## GIVEN PROBLEM
Repeat the entries below word for word, starting at the line containing "Expected: one point per instance of the treeline, reported" and continuing through the last line of the entries, including both ends.

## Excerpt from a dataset
• • •
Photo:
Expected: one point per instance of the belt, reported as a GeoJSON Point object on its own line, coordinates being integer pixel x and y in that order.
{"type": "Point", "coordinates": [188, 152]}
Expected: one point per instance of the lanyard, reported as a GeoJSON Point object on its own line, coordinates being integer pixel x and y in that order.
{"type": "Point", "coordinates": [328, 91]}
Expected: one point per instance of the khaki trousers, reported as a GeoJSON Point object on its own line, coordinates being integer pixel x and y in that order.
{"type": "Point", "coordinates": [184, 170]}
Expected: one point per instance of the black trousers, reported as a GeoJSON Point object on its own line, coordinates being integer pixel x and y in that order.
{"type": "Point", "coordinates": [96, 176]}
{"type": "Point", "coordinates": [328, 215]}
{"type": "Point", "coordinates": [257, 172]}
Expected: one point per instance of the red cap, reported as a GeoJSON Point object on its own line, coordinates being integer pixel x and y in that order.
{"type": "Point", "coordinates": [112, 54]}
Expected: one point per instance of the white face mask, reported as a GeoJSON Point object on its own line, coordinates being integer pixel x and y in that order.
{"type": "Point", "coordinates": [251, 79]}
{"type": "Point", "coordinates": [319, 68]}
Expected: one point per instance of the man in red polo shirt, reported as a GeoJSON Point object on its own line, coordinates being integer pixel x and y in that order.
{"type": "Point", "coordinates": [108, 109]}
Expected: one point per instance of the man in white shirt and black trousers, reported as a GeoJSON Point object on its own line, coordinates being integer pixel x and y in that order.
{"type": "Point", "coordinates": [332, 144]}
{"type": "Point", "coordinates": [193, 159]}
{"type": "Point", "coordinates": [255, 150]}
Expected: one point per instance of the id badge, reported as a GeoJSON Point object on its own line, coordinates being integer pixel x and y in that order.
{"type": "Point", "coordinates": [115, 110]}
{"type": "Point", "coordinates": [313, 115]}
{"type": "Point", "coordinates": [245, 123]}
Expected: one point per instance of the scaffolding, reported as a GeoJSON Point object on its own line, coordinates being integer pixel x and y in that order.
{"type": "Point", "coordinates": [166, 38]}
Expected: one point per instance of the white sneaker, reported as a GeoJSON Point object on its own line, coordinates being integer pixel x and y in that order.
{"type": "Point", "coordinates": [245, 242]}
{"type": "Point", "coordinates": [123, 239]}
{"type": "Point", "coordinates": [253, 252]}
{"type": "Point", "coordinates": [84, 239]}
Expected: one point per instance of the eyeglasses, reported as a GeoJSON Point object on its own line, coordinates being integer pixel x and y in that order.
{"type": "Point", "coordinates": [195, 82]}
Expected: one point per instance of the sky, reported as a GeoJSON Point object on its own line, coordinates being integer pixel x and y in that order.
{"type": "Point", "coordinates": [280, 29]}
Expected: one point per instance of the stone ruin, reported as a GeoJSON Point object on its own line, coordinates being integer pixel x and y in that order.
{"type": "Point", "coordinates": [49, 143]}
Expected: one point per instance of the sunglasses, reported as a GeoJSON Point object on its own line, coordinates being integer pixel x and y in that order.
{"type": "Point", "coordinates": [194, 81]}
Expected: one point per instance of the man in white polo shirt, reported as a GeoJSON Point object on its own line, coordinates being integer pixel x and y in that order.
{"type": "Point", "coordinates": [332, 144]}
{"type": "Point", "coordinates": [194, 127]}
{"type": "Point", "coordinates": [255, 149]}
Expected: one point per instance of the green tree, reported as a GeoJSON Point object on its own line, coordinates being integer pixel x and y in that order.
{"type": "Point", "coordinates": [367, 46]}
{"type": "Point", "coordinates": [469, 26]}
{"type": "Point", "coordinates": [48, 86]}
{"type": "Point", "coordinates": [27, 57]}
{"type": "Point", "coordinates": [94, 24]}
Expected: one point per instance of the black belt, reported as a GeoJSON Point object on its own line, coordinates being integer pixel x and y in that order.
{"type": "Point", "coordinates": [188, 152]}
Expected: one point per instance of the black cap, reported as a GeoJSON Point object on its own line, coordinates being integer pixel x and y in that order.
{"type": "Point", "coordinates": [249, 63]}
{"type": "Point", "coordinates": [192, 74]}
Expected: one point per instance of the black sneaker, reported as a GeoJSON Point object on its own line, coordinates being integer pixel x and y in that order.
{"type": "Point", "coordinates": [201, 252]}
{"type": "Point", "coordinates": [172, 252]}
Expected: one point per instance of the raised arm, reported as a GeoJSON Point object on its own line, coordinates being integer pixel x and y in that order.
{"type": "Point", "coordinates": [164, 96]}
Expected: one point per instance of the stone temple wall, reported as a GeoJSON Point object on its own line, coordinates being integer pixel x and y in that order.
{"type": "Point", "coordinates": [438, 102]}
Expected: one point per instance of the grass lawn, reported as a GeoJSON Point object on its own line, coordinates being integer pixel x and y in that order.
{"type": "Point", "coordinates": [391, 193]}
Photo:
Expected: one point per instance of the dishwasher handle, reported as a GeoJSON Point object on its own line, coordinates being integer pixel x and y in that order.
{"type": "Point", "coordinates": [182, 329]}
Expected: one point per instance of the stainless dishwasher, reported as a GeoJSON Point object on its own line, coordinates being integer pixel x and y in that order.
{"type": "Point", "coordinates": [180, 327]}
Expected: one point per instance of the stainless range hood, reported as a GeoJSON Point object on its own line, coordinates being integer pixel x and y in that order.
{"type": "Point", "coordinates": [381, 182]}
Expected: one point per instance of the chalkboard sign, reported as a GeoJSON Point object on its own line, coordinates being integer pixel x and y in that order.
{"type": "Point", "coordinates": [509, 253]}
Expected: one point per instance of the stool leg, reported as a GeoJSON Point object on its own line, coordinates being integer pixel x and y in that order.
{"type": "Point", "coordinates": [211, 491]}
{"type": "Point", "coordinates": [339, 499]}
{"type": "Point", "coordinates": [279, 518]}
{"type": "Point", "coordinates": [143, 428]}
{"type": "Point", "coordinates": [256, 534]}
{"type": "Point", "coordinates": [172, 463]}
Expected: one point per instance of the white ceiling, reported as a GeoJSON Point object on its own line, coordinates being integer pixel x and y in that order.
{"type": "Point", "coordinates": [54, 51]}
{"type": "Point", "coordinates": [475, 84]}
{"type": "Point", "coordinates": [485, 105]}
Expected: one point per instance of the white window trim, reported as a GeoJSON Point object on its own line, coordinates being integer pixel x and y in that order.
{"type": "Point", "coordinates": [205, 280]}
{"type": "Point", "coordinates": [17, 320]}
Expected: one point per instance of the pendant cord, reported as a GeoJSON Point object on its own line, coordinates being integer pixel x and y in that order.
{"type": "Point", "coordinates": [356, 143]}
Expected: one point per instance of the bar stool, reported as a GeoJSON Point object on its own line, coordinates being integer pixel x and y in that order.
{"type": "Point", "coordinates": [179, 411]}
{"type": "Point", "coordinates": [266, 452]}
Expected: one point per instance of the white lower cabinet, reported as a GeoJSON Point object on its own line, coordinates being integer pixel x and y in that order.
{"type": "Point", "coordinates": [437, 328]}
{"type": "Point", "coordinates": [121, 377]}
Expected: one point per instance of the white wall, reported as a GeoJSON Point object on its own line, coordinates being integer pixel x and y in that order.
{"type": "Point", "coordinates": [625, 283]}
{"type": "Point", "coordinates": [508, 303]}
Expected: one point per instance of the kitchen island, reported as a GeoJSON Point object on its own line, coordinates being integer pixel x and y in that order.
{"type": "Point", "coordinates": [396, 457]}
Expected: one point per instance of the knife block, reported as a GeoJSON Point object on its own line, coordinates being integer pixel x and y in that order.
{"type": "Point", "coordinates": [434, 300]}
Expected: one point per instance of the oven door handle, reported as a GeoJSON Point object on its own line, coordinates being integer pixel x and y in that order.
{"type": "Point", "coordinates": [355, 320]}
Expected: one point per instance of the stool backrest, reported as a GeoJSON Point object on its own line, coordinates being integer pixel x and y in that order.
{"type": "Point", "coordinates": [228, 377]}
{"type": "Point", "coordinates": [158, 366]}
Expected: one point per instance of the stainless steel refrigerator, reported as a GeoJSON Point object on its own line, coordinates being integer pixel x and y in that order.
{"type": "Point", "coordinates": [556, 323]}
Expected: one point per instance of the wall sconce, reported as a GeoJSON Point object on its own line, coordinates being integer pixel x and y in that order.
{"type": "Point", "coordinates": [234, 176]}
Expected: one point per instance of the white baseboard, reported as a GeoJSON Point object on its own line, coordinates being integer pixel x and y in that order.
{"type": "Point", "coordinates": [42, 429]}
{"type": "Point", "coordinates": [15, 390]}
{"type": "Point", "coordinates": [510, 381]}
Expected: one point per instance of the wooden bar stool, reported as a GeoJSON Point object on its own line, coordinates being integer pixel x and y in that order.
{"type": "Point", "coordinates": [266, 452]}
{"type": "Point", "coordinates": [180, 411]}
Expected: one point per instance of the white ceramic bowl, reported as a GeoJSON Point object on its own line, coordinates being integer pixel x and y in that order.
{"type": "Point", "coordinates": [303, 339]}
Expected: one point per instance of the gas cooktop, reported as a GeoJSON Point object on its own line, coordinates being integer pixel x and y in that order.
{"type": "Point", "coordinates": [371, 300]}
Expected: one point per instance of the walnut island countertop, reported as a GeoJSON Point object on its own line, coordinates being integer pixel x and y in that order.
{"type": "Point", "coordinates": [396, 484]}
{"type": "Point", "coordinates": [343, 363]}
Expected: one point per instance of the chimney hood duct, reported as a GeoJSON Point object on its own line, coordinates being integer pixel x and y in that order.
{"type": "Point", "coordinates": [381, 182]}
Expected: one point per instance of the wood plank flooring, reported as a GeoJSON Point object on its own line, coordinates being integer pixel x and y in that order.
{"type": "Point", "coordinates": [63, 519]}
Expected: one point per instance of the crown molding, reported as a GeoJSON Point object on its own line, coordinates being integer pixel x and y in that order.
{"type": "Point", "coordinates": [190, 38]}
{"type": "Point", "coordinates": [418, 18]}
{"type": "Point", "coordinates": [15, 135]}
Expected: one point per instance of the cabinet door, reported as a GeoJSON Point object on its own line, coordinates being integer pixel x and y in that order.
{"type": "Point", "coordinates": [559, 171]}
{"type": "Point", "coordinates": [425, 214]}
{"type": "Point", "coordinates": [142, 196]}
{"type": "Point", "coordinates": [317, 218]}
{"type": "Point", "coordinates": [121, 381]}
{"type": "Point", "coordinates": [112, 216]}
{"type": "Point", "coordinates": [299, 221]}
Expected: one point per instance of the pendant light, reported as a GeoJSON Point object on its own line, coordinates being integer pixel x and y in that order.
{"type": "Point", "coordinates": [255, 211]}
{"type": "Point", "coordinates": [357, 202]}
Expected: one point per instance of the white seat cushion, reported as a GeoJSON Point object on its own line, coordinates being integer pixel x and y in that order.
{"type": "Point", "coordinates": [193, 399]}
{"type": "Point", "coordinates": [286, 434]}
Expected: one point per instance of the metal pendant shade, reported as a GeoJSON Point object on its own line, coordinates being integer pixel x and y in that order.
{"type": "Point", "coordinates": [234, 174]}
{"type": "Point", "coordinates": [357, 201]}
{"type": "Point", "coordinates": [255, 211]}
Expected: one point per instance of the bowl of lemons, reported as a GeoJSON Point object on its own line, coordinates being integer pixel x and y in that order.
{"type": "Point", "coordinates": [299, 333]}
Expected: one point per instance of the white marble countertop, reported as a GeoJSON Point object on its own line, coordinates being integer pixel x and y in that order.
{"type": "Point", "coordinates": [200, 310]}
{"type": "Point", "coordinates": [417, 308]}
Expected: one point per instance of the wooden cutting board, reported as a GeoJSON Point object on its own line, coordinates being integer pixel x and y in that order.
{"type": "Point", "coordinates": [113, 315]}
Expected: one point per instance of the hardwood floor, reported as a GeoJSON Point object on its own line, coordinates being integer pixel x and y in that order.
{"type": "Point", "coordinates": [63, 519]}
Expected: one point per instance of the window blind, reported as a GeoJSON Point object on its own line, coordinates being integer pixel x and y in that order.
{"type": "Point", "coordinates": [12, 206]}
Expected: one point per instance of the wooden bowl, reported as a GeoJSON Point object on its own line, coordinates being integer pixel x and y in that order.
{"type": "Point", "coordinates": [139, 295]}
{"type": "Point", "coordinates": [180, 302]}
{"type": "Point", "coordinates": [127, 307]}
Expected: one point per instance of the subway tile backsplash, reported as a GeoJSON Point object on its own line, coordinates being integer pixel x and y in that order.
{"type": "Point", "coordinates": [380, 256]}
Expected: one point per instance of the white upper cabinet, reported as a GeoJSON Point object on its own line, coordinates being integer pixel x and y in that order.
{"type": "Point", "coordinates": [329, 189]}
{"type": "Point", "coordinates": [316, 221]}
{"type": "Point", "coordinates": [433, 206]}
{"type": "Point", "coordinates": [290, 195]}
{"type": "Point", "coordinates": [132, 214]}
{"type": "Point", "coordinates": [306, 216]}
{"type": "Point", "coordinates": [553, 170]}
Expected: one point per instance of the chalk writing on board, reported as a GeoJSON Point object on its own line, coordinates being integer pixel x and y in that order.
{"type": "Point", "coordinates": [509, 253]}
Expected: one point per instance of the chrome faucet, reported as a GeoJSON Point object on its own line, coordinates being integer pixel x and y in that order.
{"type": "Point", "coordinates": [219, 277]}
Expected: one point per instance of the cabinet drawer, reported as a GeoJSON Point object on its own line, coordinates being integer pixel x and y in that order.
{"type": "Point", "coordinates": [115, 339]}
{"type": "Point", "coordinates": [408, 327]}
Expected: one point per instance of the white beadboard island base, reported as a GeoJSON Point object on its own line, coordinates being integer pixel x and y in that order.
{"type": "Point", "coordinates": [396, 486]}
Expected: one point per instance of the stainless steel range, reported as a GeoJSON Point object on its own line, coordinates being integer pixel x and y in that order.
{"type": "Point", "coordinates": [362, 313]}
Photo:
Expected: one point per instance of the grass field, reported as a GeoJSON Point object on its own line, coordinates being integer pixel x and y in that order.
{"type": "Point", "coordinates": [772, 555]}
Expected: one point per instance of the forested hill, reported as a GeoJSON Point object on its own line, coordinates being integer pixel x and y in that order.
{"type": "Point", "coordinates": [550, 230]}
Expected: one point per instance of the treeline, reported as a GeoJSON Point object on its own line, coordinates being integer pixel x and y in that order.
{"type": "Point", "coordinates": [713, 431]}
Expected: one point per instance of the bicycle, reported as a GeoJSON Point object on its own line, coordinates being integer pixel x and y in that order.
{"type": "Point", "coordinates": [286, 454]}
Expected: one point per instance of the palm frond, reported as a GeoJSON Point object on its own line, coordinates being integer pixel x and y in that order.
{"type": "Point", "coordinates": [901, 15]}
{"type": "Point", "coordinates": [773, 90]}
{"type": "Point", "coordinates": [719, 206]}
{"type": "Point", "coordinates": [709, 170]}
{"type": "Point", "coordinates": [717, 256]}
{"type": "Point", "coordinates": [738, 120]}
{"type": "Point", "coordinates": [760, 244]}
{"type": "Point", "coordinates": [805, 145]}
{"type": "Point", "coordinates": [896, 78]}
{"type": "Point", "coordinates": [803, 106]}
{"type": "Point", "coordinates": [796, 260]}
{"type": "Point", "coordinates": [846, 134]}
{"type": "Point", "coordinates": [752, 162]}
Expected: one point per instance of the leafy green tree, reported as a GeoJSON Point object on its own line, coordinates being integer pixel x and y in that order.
• • •
## RESPONSE TO THIS EXERCISE
Expected: one point per instance of the treeline, reported as a GeoJSON Point object on its own line, coordinates being integer pixel x and y in that order.
{"type": "Point", "coordinates": [713, 431]}
Expected: one point per instance of the bicycle, reported as a GeoJSON Point object on its own line, coordinates being integer pixel x and y in that order.
{"type": "Point", "coordinates": [286, 454]}
Expected: one point per instance of the palm frond, reported as a GeoJSON Point object on its own line, coordinates being integer pixel x and y in that order.
{"type": "Point", "coordinates": [901, 15]}
{"type": "Point", "coordinates": [773, 90]}
{"type": "Point", "coordinates": [719, 206]}
{"type": "Point", "coordinates": [709, 170]}
{"type": "Point", "coordinates": [717, 256]}
{"type": "Point", "coordinates": [738, 120]}
{"type": "Point", "coordinates": [760, 244]}
{"type": "Point", "coordinates": [805, 145]}
{"type": "Point", "coordinates": [896, 78]}
{"type": "Point", "coordinates": [803, 106]}
{"type": "Point", "coordinates": [796, 260]}
{"type": "Point", "coordinates": [846, 134]}
{"type": "Point", "coordinates": [752, 162]}
Expected: one point per instance of the leafy green tree, reported as a GeoJSON Point object on its own line, coordinates being integer pixel x and y in that order.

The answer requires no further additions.